Data rows:
☆ ☆ ☆ ☆ ☆ ☆ ☆

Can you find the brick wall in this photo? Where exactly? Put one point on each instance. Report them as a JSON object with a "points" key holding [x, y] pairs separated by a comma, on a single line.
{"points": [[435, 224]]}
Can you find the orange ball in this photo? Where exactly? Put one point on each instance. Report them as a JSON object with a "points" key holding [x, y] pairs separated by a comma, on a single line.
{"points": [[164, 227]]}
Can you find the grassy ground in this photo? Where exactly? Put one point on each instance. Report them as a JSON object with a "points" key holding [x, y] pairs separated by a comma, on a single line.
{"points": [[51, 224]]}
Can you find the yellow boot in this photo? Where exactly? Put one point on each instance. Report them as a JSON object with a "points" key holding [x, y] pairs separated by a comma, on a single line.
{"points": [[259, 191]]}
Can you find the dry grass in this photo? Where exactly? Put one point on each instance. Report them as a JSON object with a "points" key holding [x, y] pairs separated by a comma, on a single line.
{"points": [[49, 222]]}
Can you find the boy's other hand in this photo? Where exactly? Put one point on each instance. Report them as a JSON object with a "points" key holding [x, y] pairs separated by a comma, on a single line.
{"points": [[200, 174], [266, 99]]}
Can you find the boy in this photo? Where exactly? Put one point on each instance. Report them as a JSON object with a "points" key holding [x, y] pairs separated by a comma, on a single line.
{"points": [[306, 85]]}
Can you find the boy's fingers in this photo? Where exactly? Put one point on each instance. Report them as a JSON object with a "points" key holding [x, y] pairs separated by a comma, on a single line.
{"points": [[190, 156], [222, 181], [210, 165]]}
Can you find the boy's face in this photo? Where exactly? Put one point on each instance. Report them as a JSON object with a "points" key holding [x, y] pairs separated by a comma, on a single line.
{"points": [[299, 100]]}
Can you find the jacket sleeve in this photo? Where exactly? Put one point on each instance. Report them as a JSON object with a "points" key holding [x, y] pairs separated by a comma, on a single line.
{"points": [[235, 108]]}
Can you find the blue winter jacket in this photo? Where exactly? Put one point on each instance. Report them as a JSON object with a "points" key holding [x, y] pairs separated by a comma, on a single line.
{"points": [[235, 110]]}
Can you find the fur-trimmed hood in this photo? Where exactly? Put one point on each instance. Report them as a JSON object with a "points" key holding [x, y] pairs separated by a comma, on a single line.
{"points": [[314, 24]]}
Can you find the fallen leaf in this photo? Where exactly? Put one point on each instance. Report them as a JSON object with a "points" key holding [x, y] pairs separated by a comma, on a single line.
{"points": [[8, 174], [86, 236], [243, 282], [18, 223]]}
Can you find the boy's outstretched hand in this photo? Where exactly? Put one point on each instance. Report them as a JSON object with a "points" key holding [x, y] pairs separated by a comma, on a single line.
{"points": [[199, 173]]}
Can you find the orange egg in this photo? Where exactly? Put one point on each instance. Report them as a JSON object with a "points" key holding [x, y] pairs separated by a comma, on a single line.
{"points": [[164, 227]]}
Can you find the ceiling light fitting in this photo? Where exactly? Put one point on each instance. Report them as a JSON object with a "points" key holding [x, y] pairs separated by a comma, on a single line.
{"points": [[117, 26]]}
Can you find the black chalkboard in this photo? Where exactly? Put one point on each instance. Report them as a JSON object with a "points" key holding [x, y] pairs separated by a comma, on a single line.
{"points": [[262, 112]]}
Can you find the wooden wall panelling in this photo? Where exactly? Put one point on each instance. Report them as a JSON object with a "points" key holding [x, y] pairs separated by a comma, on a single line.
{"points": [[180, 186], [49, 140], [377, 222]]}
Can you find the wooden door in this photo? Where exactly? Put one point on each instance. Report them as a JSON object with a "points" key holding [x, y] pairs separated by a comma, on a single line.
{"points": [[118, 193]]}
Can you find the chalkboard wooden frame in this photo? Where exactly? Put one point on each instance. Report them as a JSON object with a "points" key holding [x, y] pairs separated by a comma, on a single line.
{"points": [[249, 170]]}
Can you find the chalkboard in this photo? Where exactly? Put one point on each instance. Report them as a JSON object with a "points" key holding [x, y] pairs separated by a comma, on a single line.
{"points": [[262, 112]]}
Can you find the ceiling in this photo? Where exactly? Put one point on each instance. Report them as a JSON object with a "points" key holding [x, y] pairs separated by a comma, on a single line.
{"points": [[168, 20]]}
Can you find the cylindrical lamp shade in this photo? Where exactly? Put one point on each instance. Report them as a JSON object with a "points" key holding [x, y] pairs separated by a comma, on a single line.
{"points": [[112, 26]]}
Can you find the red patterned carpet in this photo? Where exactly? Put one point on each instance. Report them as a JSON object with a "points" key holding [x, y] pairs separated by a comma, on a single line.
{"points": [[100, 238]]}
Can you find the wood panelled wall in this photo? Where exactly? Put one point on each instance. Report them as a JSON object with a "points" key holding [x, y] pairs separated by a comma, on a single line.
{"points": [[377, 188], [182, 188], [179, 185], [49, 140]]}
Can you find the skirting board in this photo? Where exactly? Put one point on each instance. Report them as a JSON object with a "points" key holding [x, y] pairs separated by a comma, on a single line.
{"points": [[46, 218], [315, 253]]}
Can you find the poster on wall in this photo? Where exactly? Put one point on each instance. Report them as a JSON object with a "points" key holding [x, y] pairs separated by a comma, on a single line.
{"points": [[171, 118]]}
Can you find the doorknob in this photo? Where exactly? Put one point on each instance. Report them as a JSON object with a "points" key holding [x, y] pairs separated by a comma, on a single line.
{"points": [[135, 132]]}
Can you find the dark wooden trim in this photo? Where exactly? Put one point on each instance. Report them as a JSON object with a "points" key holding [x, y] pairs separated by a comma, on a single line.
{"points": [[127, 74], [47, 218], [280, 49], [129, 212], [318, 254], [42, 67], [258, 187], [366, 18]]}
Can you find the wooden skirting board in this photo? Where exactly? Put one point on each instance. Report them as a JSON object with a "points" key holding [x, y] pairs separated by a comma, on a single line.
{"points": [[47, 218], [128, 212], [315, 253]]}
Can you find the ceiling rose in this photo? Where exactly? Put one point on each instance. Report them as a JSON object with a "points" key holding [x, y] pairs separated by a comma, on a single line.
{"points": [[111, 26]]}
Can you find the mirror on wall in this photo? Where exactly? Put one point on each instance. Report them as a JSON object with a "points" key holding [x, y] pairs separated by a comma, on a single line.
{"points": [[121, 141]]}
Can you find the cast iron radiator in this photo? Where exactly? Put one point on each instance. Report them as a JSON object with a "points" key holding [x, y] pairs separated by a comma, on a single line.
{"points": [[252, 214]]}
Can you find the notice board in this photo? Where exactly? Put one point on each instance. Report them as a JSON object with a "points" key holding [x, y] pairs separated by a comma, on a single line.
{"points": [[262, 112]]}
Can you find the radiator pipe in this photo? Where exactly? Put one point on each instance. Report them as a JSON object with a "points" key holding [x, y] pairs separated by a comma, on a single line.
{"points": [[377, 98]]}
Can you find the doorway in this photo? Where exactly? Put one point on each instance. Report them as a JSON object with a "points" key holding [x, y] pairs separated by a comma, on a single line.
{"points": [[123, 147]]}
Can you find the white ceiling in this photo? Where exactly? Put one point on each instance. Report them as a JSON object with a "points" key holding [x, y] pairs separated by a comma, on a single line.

☆ ☆ ☆ ☆ ☆ ☆ ☆

Directions:
Extract every one of the records above and reproduce each one verbatim.

Expected answer:
Can you find the brick wall in this photo? Where exactly? Put one point on each instance. Report them as a JSON object with a "points" key holding [x, y] pairs separated by a comma, on a single line.
{"points": [[435, 224]]}
Can you find the orange ball in this photo? Where exactly? Put one point on each instance. Report them as a JSON object with a "points" key holding [x, y] pairs separated by a comma, on a single line.
{"points": [[164, 227]]}
Can you find the grassy ground in this photo? Where exactly? Put one point on each instance. Report them as a JSON object with a "points" key holding [x, y] pairs separated by a comma, on a single line.
{"points": [[51, 224]]}
Can you find the yellow boot in this photo? Where exactly? Put one point on each instance. Report them as a JSON object with a "points" key holding [x, y] pairs separated by a comma, on a single line.
{"points": [[259, 191]]}
Can you find the dry grass in this photo? Where exactly? Put one point on each instance. Report them as a JSON object with a "points" key holding [x, y] pairs separated by a comma, on a single line.
{"points": [[49, 222]]}
Can you find the boy's other hand in this photo? Where exactly? Put one point on each instance. Report them as a JSON object with a "points" key holding [x, y] pairs separated by a comma, on a single line.
{"points": [[200, 174], [266, 99]]}
Can you find the boy in this photo? Where exactly? Put one point on each instance. Report them as a JSON object with a "points" key holding [x, y] pairs separated by a comma, on a single line.
{"points": [[306, 85]]}
Can you find the boy's fingers in this photo? Where exactly? Put one point on each instance. Report them as a JSON object with a "points" key holding [x, y] pairs separated by a comma, on a single line.
{"points": [[190, 156], [222, 181], [210, 165]]}
Can you find the boy's face in this photo? Where exactly? Put one point on each instance. Report them as a JSON object with a "points" key holding [x, y] pairs separated by a comma, on a single line.
{"points": [[299, 100]]}
Can you find the jacket sleeve in this photo? Where exactly? Put one point on each instance. Report them as a JSON object with a "points" key holding [x, y] pairs separated by a comma, on a single line.
{"points": [[235, 108]]}
Can you find the blue winter jacket in this photo? Where exactly? Put one point on each instance. Report them as a JSON object with a "points" key holding [x, y] pairs separated by a comma, on a single line.
{"points": [[235, 110]]}
Can you find the fur-trimmed hood in this photo? Where exactly? Put one point on each instance. Report them as a JSON object with a "points" key holding [x, y] pairs separated by a comma, on a single line.
{"points": [[314, 24]]}
Can you find the fallen leaf in this photo? Where exactly? Put one point on each instance. Report them as a JSON object with a "points" key holding [x, y] pairs separated by a comma, on a single line.
{"points": [[8, 174], [86, 236], [243, 282], [18, 223]]}
Can you find the boy's outstretched hand in this photo? Where exactly? Put one point on each instance. Report them as a JSON object with a "points" key holding [x, y] pairs separated by a comma, on a single line.
{"points": [[199, 173]]}
Can you find the orange egg in this photo? Where exactly? Put one point on each instance. Report them as a JSON object with a "points" key holding [x, y] pairs separated by a comma, on a single line.
{"points": [[164, 227]]}
Can you find the ceiling light fitting in this photo? Where exactly? Put one point on each instance. Report them as a JSON object with a "points" key holding [x, y] pairs separated by a comma, on a single line.
{"points": [[117, 26]]}
Can you find the black chalkboard in this photo? Where exactly? Put one point on each instance. Report them as a JSON object with a "points" key holding [x, y] pairs separated by a comma, on a single line.
{"points": [[262, 112]]}
Can you find the wooden wall panelling in this photo? Where exactly? Put one point on each instance. Report them as a JSON object with a "points" key holding [x, y] pairs separated by a comma, on a single line.
{"points": [[180, 186], [49, 140], [377, 222]]}
Can you find the wooden door in this photo? Where exactly? Put one point on each instance. Report them as a JSON object with a "points" key holding [x, y] pairs separated by a comma, on a single line.
{"points": [[118, 193]]}
Can you find the chalkboard wooden frame in this photo? Where exactly? Put one point on each instance. Report them as a JSON object with a "points" key holding [x, y] pairs separated by a comma, on a single line.
{"points": [[249, 170]]}
Can you find the chalkboard in this photo? Where exactly? Put one point on each instance. Report them as a JSON object with a "points" key holding [x, y] pairs separated by a comma, on a single line.
{"points": [[262, 112]]}
Can you find the ceiling in this photo? Where exactly? Put one point on each instance. Report them as a JSON object with a "points" key holding [x, y] pairs separated by a comma, on a single line.
{"points": [[168, 20]]}
Can you find the cylindrical lamp shade in this photo? Where exactly? Put one point on each instance. Report them as a JSON object with a "points" key holding [x, y] pairs separated by a comma, on a single line.
{"points": [[112, 26]]}
Can you find the red patterned carpet in this photo? Where exactly? Put one point on each instance. Report them as a JSON object with a "points" key holding [x, y] pairs separated by a comma, on a single line.
{"points": [[100, 238]]}
Can you find the wood panelled wall in this photo? Where exactly? Put one point on each instance. Report them as a JSON object with a "points" key holding [x, y] pairs separated by a comma, on a single line.
{"points": [[377, 188], [182, 188], [179, 185], [49, 140]]}
Can you find the skirting board in this photo? Where exactly? Put one point on each instance. Report them as a JSON object with a "points" key holding [x, y] pairs separated by a comma, on a single line.
{"points": [[46, 218], [315, 253]]}
Can you find the poster on wall in this photo? Where exactly? Put one point on each instance. Report them as a JSON object with a "points" key holding [x, y] pairs separated by a comma, on a single line.
{"points": [[171, 118]]}
Can you find the doorknob in this photo? Where exactly? Put one point on each instance. Report them as a JSON object with a "points" key holding [x, y] pairs separated by a comma, on a single line.
{"points": [[135, 132]]}
Can you find the dark wooden trim in this photo? Where exactly? Put one point on each instance. Report them as a JSON object with a "points" key holding [x, y] pairs separated by a comma, on a single line.
{"points": [[127, 74], [47, 218], [280, 49], [129, 212], [318, 254], [42, 67], [258, 187], [366, 18]]}
Can you find the wooden skirting board in this photo? Where exactly? Put one point on each instance. Report them as a JSON object with a "points" key holding [x, y] pairs separated by a comma, on a single line.
{"points": [[47, 218], [128, 212], [315, 253]]}
Can you find the ceiling rose in this photo? Where exactly? Put one point on each instance. Report them as a JSON object with a "points" key holding [x, y] pairs separated by a comma, on a single line.
{"points": [[111, 26]]}
Can you find the mirror on wall in this photo? Where exactly? Put one point on each instance. Report them as a JSON object with a "points" key holding [x, y] pairs separated by a comma, on a single line.
{"points": [[121, 141]]}
Can you find the cast iron radiator in this photo? Where exactly? Put one point on each instance. Report them as a JSON object with a "points" key holding [x, y] pairs separated by a comma, on a single line.
{"points": [[252, 214]]}
Can you find the notice board in this photo? Where exactly? Put one point on each instance. Report them as a JSON object with a "points" key holding [x, y] pairs separated by a comma, on a single line.
{"points": [[262, 112]]}
Can you find the radiator pipe in this photo? Where exactly? Put one point on each instance. Report them as a JSON object with a "points" key holding [x, y] pairs separated by a comma, on a single line.
{"points": [[377, 98]]}
Can you find the doorway in this photo? Where exactly? Put one point on each instance. Report them as a JSON object with a "points" key holding [x, y] pairs separated by a comma, on a single line.
{"points": [[123, 147]]}
Can you find the white ceiling in this photo? Where exactly? Put one point on each instance. Report them as a JSON object with a "points" key holding [x, y] pairs separated by a comma, on a single line.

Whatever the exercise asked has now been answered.